— Begin RECORD SET —
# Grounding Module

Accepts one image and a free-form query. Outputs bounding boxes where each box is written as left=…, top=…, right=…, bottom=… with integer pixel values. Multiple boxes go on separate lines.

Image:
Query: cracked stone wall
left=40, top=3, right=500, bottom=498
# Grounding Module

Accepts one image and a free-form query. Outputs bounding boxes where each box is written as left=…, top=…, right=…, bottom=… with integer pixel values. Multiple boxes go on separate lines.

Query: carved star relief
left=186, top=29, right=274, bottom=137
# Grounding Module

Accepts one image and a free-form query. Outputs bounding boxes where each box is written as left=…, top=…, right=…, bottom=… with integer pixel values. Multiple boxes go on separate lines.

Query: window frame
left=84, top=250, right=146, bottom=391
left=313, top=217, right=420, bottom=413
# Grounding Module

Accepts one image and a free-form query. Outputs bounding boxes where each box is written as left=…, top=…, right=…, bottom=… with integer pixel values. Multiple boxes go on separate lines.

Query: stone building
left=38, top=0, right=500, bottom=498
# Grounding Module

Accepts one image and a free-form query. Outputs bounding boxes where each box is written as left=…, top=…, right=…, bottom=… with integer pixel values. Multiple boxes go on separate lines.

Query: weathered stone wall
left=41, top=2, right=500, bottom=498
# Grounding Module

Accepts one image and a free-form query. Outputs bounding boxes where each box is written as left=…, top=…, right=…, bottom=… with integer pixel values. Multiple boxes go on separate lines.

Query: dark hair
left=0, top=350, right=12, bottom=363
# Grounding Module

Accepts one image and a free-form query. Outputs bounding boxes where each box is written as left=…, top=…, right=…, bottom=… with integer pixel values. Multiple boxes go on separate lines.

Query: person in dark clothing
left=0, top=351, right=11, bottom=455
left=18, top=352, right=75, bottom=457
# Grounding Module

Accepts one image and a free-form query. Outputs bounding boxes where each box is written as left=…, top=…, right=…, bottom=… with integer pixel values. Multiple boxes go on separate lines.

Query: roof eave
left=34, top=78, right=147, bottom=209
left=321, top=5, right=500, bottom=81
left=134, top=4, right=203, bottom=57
— End RECORD SET —
▸ TASK: Return the part of the items that opens with their first line and closes with the line containing "left=40, top=3, right=500, bottom=498", copying each line word for word, both ends included.

▸ FULL RESPONSE:
# Grounding Module

Accepts one image and a free-form query. Outputs bounding boxes where each box is written as left=…, top=…, right=…, bottom=… with integer pixel values. Multiple boxes go on separate lines.

Image:
Query: cracked stone wall
left=40, top=3, right=500, bottom=498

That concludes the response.